Collected data:
Content starts
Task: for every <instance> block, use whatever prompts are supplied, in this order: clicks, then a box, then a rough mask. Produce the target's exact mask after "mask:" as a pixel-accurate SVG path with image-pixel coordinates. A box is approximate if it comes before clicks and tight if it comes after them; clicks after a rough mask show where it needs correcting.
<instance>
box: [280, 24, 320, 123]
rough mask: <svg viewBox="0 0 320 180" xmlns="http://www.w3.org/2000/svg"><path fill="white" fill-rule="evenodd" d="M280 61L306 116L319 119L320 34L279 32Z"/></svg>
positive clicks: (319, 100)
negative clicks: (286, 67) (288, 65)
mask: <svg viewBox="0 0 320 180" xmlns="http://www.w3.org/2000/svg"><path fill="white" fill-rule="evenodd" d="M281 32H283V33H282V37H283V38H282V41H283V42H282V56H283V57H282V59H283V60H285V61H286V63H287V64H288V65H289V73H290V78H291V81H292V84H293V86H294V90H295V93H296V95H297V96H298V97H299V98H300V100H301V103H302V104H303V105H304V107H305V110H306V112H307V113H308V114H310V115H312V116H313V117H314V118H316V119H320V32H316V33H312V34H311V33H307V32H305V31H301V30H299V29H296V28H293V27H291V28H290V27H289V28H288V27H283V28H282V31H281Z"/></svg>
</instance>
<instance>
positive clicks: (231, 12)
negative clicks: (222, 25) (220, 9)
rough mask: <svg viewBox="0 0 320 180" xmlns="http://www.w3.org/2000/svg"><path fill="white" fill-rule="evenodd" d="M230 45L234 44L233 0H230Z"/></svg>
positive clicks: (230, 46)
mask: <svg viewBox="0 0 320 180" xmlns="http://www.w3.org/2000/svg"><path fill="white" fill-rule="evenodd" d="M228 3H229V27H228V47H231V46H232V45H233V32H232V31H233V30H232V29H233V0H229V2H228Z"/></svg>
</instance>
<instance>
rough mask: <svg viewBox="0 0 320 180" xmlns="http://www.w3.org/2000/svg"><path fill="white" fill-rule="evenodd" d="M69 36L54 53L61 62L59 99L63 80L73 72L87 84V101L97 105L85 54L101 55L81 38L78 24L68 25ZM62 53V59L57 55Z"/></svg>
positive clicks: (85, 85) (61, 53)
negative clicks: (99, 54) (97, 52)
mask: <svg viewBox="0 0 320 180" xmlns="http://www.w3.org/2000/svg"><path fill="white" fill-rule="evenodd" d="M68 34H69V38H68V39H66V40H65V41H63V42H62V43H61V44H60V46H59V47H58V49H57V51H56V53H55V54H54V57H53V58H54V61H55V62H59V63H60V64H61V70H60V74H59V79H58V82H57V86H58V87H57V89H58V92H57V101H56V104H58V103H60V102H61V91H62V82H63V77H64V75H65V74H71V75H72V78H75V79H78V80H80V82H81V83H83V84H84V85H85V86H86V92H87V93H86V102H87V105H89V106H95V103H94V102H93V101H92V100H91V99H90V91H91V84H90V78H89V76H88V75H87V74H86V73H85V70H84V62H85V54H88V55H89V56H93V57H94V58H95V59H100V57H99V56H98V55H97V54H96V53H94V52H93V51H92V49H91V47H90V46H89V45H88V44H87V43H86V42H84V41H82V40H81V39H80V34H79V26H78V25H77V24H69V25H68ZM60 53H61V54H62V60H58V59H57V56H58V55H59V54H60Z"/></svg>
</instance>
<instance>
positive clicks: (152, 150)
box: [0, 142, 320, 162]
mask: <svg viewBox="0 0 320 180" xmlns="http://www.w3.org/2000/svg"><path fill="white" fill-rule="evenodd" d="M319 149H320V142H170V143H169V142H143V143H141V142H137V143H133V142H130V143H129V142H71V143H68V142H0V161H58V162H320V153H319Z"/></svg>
Content ends
Line by line, retype all of the records exactly.

Task: for every <instance> block, use whatever prompts are supplied, in this order: clicks, then a box, then a rough mask. Produce the target's exact mask after "mask:" as a pixel-accurate SVG path with image-pixel coordinates. A box is approximate if it comes before clicks and tight if it comes after them; clicks after a rough mask show where it needs correcting.
<instance>
box: [280, 24, 320, 123]
rough mask: <svg viewBox="0 0 320 180" xmlns="http://www.w3.org/2000/svg"><path fill="white" fill-rule="evenodd" d="M280 61L306 116L319 119L320 34L279 32Z"/></svg>
positive clicks: (319, 100)
negative clicks: (286, 67) (288, 65)
mask: <svg viewBox="0 0 320 180" xmlns="http://www.w3.org/2000/svg"><path fill="white" fill-rule="evenodd" d="M281 32H283V33H282V37H283V38H282V41H283V42H282V56H283V57H282V59H283V60H285V61H286V63H287V64H288V65H289V73H290V78H291V81H292V84H293V86H294V90H295V93H296V95H297V96H298V97H299V98H300V100H301V103H302V104H303V105H304V107H305V110H306V112H307V113H308V114H310V115H312V116H313V117H314V118H316V119H320V32H316V33H312V34H311V33H307V32H305V31H301V30H299V29H296V28H293V27H291V28H290V27H289V28H288V27H283V28H282V31H281Z"/></svg>
</instance>
<instance>
positive clicks: (231, 12)
negative clicks: (222, 25) (220, 9)
rough mask: <svg viewBox="0 0 320 180" xmlns="http://www.w3.org/2000/svg"><path fill="white" fill-rule="evenodd" d="M230 45L234 44L233 0H230Z"/></svg>
positive clicks: (230, 46)
mask: <svg viewBox="0 0 320 180" xmlns="http://www.w3.org/2000/svg"><path fill="white" fill-rule="evenodd" d="M228 3H229V27H228V47H231V46H232V45H233V32H232V31H233V30H232V29H233V0H229V2H228Z"/></svg>
</instance>
<instance>
rough mask: <svg viewBox="0 0 320 180" xmlns="http://www.w3.org/2000/svg"><path fill="white" fill-rule="evenodd" d="M69 36L54 53L61 62L59 99L63 80L73 72L87 84V101L97 105L85 54L101 55L81 38L78 24L68 25ZM62 53V59L57 55Z"/></svg>
positive clicks: (85, 85) (61, 53)
negative clicks: (99, 54) (97, 52)
mask: <svg viewBox="0 0 320 180" xmlns="http://www.w3.org/2000/svg"><path fill="white" fill-rule="evenodd" d="M68 34H69V38H68V39H66V40H65V41H63V42H62V43H61V44H60V46H59V47H58V49H57V51H56V53H55V54H54V57H53V58H54V61H55V62H59V63H60V64H61V70H60V74H59V79H58V82H57V86H58V87H57V89H58V92H57V101H56V104H58V103H60V102H61V91H62V82H63V77H64V75H65V74H71V75H72V78H75V79H78V80H80V82H81V83H83V84H84V85H85V86H86V92H87V93H86V102H87V105H89V106H95V103H94V102H93V101H92V100H91V99H90V91H91V84H90V78H89V76H88V75H87V74H86V73H85V70H84V62H85V54H88V55H89V56H93V57H94V58H95V59H100V57H99V56H98V55H97V54H96V53H94V52H93V51H92V49H91V47H90V46H89V45H88V44H87V43H86V42H84V41H82V40H81V39H80V34H79V26H78V25H77V24H69V25H68ZM60 53H61V54H62V60H58V59H57V56H58V55H59V54H60Z"/></svg>
</instance>
<instance>
positive clicks: (152, 150)
box: [0, 142, 320, 162]
mask: <svg viewBox="0 0 320 180" xmlns="http://www.w3.org/2000/svg"><path fill="white" fill-rule="evenodd" d="M319 149H320V142H170V143H169V142H143V143H141V142H137V143H133V142H130V143H129V142H71V143H68V142H0V161H58V162H320V153H319Z"/></svg>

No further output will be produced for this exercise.